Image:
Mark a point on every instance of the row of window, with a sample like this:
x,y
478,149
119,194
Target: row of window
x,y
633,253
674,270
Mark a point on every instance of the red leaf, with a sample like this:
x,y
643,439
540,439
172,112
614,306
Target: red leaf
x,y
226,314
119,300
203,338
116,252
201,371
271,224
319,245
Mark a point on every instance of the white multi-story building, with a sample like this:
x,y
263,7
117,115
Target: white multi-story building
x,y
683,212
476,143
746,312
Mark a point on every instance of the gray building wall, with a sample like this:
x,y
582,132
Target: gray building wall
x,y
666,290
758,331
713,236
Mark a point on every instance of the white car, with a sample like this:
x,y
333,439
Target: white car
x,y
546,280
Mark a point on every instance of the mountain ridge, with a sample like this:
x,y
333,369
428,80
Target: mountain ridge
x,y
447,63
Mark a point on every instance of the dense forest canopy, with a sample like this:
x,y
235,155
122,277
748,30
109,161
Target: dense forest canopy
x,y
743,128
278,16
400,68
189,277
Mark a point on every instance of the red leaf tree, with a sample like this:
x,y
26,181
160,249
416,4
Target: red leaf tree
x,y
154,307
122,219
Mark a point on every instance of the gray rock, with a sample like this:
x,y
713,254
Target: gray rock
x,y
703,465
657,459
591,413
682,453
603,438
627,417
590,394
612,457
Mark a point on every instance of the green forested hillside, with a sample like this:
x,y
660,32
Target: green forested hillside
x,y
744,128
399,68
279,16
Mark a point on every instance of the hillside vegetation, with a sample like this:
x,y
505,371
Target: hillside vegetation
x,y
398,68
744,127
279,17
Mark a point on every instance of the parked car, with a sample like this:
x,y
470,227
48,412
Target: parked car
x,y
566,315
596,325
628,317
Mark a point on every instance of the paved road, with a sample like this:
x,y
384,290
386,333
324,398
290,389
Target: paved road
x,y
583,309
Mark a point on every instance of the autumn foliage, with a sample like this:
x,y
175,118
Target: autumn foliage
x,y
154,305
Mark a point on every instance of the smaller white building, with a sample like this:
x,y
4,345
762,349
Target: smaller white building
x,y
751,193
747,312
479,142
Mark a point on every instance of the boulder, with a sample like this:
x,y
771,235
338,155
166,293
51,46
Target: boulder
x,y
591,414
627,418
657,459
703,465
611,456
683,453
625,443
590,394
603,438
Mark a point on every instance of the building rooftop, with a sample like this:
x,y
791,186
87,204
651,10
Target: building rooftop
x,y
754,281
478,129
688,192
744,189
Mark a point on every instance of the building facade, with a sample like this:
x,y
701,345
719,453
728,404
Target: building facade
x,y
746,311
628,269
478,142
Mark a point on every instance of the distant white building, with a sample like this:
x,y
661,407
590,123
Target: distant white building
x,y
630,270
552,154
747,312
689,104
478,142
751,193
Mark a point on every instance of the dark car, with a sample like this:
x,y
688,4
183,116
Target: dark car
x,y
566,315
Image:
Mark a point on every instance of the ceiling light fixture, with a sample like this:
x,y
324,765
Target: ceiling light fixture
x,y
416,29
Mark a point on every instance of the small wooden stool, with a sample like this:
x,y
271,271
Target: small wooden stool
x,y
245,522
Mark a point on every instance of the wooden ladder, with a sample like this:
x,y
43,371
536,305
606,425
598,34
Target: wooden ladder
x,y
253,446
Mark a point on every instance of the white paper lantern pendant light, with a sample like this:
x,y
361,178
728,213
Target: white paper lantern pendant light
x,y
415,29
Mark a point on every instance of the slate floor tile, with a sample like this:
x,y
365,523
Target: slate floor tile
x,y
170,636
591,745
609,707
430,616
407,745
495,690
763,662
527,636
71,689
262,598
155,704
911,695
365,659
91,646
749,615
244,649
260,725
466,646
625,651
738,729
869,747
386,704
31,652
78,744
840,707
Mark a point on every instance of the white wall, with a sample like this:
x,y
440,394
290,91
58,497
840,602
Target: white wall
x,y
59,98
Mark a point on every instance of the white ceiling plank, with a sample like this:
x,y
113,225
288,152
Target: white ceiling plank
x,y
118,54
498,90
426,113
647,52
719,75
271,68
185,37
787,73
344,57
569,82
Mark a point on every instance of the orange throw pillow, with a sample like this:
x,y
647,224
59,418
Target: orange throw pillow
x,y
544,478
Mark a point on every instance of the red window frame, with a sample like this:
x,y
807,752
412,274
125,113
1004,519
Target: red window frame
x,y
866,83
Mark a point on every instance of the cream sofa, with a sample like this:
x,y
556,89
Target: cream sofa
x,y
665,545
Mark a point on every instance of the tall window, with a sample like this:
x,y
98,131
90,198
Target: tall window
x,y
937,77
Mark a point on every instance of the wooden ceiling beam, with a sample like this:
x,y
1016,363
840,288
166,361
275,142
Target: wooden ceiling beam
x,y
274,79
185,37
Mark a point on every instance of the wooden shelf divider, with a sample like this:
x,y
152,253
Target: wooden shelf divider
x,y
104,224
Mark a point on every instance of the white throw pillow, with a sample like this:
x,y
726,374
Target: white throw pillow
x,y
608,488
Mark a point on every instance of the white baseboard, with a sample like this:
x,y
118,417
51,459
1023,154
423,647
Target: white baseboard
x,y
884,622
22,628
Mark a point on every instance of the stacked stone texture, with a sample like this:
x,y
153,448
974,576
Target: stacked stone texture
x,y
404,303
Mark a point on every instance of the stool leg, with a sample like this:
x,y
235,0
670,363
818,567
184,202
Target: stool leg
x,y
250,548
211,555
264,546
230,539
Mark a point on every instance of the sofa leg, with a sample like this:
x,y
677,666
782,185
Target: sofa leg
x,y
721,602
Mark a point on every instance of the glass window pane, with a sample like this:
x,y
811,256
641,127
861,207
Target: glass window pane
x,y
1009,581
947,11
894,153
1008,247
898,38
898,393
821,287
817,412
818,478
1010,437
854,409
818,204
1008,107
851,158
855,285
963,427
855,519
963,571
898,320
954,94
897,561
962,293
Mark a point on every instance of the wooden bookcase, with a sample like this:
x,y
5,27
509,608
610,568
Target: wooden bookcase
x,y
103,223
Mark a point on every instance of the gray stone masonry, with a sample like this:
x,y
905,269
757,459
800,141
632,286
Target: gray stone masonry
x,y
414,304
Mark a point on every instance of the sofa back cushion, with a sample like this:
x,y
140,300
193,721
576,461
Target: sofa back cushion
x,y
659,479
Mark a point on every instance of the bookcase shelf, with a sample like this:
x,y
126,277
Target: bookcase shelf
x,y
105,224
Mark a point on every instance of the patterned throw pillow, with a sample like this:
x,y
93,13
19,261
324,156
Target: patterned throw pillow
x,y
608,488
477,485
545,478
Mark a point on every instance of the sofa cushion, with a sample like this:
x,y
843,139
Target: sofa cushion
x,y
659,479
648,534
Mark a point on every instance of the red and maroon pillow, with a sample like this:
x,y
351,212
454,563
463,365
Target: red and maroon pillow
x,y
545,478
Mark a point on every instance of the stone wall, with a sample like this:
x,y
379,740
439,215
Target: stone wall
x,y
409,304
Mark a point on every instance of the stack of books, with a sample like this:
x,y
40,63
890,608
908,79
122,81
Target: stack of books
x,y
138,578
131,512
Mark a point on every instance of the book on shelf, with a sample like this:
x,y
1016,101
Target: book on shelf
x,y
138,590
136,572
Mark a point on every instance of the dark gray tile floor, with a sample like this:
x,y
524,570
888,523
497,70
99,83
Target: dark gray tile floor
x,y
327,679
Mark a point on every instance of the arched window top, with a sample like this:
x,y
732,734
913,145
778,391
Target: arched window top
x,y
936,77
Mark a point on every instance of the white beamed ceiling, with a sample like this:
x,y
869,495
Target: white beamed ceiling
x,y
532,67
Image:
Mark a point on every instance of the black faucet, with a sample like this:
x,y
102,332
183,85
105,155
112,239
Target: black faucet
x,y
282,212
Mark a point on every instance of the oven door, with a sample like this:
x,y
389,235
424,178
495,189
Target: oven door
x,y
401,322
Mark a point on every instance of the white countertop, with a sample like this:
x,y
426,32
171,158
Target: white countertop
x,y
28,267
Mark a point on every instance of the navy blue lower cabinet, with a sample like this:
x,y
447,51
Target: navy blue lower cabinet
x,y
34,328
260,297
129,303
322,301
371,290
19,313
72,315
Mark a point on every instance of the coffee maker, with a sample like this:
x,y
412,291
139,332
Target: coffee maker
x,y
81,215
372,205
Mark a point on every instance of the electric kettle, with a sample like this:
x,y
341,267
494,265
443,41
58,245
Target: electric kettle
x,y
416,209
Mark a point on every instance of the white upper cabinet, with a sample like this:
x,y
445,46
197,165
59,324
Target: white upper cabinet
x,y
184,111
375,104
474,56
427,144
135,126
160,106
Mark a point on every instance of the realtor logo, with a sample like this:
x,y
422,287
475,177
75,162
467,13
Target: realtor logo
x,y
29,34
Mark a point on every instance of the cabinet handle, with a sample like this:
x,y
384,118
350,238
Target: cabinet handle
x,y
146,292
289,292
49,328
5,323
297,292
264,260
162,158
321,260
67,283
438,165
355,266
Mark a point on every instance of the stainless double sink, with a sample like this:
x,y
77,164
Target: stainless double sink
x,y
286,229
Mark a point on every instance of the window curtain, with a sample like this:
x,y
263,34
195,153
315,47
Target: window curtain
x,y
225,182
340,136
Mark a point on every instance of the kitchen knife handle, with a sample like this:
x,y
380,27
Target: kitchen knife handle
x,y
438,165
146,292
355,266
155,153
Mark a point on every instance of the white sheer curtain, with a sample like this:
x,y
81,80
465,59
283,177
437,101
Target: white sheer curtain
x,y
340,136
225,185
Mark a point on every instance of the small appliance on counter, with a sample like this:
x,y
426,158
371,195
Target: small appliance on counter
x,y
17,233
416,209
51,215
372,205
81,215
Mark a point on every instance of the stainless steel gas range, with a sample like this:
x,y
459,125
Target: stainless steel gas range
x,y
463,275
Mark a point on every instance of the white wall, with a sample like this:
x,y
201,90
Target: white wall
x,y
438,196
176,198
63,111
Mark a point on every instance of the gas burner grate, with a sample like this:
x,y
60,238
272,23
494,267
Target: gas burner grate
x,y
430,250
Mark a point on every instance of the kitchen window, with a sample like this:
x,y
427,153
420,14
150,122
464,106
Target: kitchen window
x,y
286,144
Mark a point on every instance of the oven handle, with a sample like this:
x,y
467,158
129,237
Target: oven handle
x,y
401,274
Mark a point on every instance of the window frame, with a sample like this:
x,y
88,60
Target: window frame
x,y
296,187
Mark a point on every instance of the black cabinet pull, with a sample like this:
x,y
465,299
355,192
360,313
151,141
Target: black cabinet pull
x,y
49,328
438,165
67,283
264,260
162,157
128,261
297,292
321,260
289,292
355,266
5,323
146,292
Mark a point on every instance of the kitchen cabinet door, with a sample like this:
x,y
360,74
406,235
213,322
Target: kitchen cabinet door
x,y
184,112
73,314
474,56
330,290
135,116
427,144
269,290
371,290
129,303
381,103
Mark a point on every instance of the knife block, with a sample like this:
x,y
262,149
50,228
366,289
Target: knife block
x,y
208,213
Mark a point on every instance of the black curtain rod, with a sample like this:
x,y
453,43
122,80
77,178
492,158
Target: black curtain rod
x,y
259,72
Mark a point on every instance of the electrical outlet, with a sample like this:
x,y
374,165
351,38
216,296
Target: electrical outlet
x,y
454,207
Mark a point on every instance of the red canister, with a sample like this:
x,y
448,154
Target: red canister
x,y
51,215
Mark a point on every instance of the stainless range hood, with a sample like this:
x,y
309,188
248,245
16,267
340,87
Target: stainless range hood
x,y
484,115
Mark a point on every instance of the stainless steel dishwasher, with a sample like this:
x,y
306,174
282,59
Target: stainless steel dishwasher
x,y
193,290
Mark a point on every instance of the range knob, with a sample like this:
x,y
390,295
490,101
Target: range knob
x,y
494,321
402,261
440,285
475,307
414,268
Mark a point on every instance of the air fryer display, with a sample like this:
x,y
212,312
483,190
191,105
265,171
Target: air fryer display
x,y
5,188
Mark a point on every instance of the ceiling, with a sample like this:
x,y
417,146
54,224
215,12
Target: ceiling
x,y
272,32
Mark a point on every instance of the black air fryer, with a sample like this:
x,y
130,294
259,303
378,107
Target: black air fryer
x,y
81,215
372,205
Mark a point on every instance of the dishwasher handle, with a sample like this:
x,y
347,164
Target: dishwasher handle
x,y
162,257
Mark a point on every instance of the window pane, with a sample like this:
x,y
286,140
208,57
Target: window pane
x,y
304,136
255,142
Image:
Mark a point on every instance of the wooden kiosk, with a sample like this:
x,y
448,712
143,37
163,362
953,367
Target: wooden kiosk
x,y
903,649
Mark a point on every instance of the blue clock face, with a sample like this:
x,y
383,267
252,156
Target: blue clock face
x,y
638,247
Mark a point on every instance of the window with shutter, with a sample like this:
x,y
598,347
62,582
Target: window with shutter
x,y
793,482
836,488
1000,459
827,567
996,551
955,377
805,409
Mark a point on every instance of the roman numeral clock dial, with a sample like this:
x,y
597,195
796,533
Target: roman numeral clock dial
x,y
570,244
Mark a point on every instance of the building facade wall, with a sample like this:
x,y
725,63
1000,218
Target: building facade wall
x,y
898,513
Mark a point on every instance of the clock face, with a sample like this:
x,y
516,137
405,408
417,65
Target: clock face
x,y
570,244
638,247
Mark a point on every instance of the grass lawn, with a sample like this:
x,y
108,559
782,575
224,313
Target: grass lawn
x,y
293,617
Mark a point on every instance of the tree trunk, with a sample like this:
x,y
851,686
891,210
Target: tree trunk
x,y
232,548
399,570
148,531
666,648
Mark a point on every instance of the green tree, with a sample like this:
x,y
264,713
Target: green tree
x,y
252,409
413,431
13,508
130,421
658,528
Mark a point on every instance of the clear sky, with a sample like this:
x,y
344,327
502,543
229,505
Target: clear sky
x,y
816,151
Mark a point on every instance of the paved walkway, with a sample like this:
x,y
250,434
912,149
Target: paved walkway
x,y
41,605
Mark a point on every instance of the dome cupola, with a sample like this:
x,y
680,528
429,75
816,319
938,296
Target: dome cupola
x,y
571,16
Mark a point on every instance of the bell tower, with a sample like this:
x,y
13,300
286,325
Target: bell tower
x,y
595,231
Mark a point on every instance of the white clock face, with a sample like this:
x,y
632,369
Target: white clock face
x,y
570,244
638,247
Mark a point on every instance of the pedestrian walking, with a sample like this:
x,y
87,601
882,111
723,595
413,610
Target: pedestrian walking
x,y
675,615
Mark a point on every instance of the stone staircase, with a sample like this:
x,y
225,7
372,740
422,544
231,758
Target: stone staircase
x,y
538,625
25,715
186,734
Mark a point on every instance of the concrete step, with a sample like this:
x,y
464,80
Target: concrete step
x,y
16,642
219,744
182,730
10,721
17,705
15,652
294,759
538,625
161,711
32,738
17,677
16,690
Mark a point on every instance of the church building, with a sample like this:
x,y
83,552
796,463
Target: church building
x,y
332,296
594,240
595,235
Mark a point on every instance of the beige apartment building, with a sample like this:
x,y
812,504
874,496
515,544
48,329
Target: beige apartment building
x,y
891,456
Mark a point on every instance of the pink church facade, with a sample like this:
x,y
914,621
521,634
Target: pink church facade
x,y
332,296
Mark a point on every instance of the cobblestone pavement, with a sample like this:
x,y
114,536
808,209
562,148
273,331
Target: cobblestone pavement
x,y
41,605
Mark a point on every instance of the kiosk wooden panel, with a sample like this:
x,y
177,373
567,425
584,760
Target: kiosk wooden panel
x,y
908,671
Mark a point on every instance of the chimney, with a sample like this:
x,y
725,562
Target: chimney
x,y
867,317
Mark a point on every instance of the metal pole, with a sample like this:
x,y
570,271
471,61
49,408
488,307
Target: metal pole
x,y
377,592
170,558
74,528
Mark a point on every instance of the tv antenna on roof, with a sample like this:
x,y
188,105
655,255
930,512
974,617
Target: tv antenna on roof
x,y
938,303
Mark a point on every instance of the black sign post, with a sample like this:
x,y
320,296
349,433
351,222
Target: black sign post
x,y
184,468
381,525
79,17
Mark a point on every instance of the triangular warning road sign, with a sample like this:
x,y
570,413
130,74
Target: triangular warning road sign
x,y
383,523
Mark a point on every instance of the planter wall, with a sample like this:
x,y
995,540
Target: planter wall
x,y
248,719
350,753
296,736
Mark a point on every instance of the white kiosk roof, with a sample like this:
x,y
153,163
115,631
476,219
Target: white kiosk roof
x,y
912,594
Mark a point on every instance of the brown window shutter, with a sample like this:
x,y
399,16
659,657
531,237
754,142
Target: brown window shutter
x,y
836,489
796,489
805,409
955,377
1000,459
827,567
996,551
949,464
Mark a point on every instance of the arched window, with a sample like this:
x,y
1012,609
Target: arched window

* [The request]
Starting at the line that contains "Mark a point on every instance of the chimney, with", repeat each line exactly through the last one in the listing. Include both of those lines and nothing more.

* [Expected answer]
Mark a point on every instance of the chimney, with a sample like this:
x,y
725,562
Target: chimney
x,y
867,317
Mark a point on every instance of the metal pole, with a sample like this:
x,y
570,271
471,61
49,408
488,307
Target: metal pole
x,y
377,592
170,558
74,528
Mark a point on every instance of the tv antenna on roof, with a sample like this:
x,y
188,105
655,255
930,512
974,617
Target: tv antenna on roof
x,y
938,303
Mark a point on every instance of the black sign post, with a sample like this:
x,y
320,296
349,433
351,222
Target: black sign post
x,y
184,468
381,525
79,17
Mark a point on every instance of the triangular warning road sign, with a sample like this:
x,y
570,413
130,74
Target: triangular warning road sign
x,y
383,523
Mark a point on every instance of the planter wall, with a sample like this:
x,y
995,540
Target: planter wall
x,y
248,719
350,753
296,736
Mark a point on every instance of the white kiosk roof, with a sample like this:
x,y
153,163
115,631
476,219
Target: white kiosk roof
x,y
912,594
Mark a point on every instance of the brown window shutter, with a sample like this:
x,y
399,16
659,657
531,237
754,142
Target: brown window shutter
x,y
836,489
796,489
805,409
955,377
1000,459
827,567
996,551
949,464
Mark a point on every instance of the arched window, with a sample like this:
x,y
1012,609
Target: arched window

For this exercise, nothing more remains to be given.